> [Extract to read]:
==*==

This post is inspired by Steve Tobak. Back in July he wrote a post entitled Why That Big Promotion Can Be a Curse. Steve's post focused on failed CEO promotions in light of the BP debacle but it really got me to thinking about failed promotions at all levels of an organization and "why those little promotions can also be a curse".
In North American culture, we are taught from early ages to desire "status". Early on (whether we as parents like it or not) society teaches our children that they are more "important" if they have it. We get a bit more excited and proud when they are elected as team captain or president of "something". Colleges are impressed by early demonstrations of leadership. As we go out into the world, we are considered more successful if we move "up" into management. We gain more money and we gain more respect.
It is what it is. No judgment here.
The problem is that all too often, when we promote our high performers, we do nothing to ensure their continued success and when they fumble their way to failure, everyone loses.
For the sake of clarity, we'll place promotions into two distinct buckets: managerial and non-managerial.

==*==

> [Problem to solve]:
Resume the post about failed promotions, starting right after its last sentence. The records that follow come from a separate source.

==*==

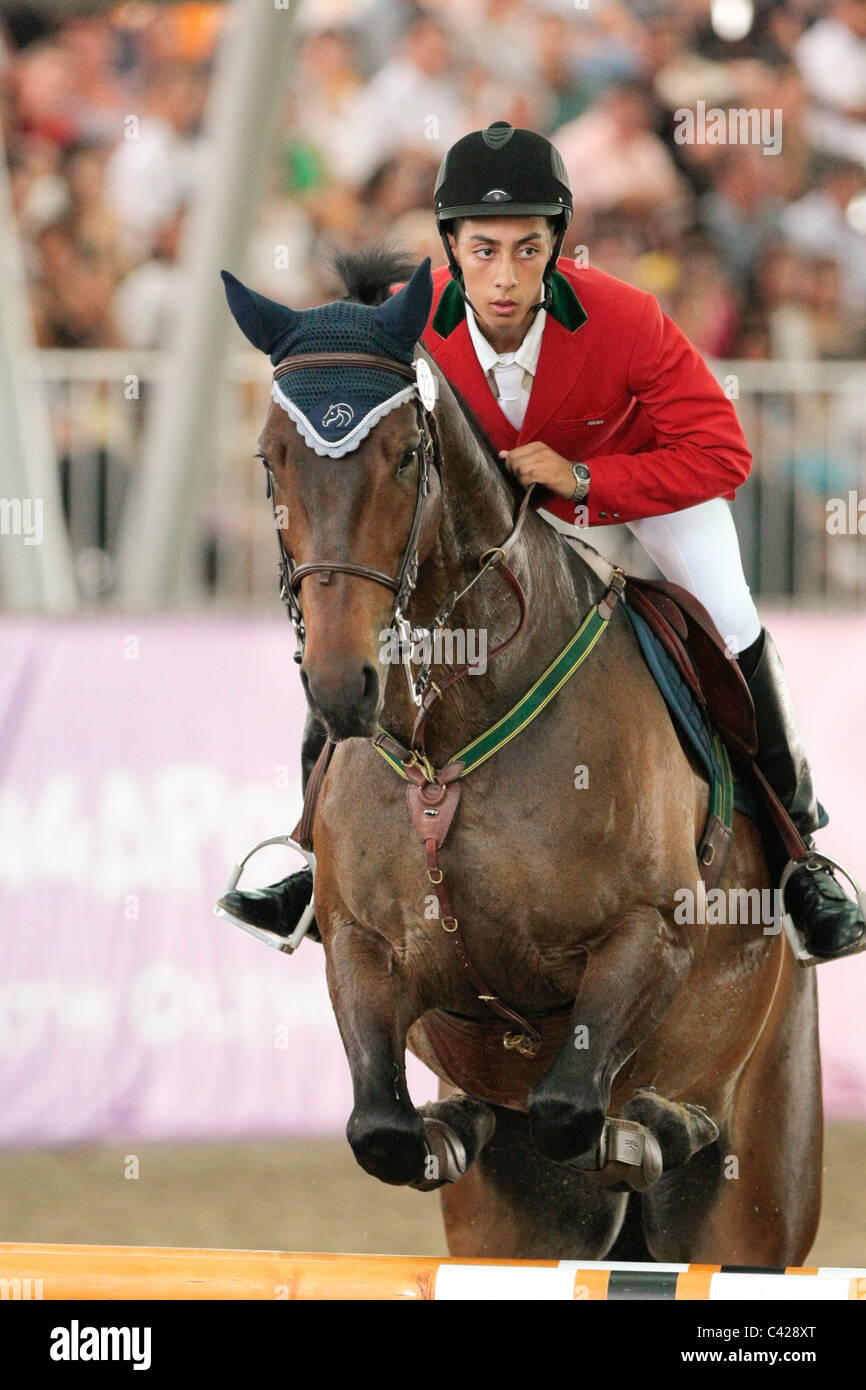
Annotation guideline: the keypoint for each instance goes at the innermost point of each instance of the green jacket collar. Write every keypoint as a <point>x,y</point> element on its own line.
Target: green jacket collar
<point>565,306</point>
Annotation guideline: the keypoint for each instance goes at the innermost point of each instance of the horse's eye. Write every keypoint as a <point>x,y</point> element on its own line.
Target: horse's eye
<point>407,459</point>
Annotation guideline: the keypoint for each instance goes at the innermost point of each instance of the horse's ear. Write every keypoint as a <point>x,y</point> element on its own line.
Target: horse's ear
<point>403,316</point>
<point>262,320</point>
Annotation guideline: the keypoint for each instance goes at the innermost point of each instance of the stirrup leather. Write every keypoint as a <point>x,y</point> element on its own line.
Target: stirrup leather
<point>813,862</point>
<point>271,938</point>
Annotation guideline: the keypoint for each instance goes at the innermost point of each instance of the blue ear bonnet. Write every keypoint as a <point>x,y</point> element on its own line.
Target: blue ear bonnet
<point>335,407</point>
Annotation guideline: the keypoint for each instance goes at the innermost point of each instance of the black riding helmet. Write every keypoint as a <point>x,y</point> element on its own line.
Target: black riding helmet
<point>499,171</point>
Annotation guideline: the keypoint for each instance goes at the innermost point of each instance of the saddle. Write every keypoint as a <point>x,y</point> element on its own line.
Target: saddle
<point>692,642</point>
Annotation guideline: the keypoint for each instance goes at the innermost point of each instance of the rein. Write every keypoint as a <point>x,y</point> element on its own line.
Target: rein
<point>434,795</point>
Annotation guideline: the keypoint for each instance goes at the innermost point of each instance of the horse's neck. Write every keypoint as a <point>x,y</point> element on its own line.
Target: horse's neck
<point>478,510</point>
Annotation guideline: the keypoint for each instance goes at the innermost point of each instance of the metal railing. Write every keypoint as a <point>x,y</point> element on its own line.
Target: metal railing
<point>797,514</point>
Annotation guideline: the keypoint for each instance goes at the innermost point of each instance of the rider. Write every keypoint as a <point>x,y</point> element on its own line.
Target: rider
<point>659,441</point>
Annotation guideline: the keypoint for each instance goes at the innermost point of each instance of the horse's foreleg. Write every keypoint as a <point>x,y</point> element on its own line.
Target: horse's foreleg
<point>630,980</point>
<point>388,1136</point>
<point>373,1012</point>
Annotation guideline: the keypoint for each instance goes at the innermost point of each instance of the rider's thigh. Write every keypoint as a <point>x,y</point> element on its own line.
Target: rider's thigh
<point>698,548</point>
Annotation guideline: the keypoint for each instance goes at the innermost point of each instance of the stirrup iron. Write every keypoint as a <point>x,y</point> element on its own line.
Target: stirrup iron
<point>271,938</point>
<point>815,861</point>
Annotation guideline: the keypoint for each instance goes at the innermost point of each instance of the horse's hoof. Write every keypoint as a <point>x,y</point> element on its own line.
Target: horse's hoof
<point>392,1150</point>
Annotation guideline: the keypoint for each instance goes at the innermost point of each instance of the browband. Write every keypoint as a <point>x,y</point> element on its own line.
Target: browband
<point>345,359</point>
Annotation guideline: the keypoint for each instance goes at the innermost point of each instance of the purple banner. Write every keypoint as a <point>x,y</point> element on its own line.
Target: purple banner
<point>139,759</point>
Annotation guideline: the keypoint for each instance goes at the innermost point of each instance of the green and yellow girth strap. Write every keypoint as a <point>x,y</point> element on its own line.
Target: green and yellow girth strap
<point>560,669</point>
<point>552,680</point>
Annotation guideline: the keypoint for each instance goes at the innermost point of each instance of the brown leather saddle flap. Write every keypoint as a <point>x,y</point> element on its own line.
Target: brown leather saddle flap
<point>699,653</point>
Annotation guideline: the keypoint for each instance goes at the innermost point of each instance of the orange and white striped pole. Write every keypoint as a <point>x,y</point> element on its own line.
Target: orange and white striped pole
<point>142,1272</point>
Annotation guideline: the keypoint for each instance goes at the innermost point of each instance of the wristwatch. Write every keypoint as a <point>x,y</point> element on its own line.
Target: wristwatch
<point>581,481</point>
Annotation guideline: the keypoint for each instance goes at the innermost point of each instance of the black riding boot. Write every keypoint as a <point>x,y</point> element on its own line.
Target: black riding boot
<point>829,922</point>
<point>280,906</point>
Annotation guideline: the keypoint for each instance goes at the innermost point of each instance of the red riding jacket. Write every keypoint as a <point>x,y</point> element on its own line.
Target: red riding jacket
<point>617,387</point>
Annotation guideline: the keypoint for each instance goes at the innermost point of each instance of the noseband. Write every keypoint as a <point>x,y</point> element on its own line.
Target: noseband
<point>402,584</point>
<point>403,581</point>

==*==

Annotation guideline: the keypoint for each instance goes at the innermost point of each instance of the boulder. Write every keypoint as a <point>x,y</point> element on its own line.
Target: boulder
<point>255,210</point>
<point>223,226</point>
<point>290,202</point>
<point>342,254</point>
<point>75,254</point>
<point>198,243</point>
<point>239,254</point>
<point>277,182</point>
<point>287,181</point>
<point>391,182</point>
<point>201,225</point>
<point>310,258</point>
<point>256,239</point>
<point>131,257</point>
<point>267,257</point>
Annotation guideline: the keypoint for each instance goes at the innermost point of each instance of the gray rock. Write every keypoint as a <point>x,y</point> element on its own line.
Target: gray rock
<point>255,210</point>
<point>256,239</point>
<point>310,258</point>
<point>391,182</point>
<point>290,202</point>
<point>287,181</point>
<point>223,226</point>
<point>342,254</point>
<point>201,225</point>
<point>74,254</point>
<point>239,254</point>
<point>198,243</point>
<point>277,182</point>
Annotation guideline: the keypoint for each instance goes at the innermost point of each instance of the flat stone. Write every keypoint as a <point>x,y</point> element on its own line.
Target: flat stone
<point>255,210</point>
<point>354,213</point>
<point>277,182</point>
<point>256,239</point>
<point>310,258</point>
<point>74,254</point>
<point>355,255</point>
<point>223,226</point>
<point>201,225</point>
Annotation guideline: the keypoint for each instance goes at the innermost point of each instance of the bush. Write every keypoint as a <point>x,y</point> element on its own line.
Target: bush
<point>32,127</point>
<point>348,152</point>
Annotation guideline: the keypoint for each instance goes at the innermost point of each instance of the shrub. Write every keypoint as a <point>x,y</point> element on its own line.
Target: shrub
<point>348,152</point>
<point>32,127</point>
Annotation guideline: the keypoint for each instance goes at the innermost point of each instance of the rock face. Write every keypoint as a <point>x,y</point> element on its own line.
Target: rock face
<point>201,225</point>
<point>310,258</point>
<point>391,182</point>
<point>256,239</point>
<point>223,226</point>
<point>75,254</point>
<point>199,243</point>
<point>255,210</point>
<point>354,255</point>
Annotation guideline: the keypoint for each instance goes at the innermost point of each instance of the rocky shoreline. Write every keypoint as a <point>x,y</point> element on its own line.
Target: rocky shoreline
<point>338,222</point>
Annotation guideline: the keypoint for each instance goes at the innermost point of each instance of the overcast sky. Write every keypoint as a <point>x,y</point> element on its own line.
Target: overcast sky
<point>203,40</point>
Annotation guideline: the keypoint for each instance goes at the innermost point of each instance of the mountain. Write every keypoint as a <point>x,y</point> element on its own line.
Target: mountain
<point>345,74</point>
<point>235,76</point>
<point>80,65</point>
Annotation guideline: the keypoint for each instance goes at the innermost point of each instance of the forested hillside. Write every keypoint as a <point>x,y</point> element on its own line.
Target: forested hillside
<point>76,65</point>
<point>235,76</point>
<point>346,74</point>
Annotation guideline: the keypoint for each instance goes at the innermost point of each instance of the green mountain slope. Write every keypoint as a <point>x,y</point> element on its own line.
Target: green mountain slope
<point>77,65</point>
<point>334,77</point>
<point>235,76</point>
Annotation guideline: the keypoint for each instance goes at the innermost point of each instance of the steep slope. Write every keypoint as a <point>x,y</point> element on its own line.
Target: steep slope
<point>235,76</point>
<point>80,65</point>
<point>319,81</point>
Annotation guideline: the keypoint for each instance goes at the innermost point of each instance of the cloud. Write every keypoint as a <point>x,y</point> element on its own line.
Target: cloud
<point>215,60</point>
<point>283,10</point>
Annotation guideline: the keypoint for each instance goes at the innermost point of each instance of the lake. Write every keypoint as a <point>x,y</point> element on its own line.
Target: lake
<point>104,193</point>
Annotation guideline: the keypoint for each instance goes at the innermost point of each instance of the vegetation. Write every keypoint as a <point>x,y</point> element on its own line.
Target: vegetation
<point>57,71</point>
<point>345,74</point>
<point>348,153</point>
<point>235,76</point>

==*==

> [The reply]:
Non-managerial promotions tend to involve technical expertise (ie promotion from Lab Tech One to Lab Tech Two). They may involve some implied leadership based on a greater knowledge-base but the associate is not held accountable for the leadership they take on.
This posted is directed towards those promoted into management and how organizations can help newly promoted managers and leaders be successful from the beginning:
1. Begin to provide leadership opportunities before the promotion. This gives the candidate an opportunity to "try on" a leadership role and decide if it's for them while giving you the chance to see them in action. It also stretches them because taking on leadership without a title requires a unique skill set that will only serve them when they are promoted.
2. Don't assume that your newly promoted manager has the skills for his new role. Educate associates on what it means to be a manager and if possible, set-up advancement tracks that are not linked to management. Recognize that not everyone wants to be a manager and not everyone who wants to be a manager can do so.
3. Provide a leadership coach to newly promoted managers and new leaders in the organization. This gives them a "partner" from the beginning and provides objective feedback to support leadership growth by an expert in the field.
4. Assign a mentor at least two levels above the new leader. Why two levels? Leaders at the next level may feel threatened by up-and-coming talent.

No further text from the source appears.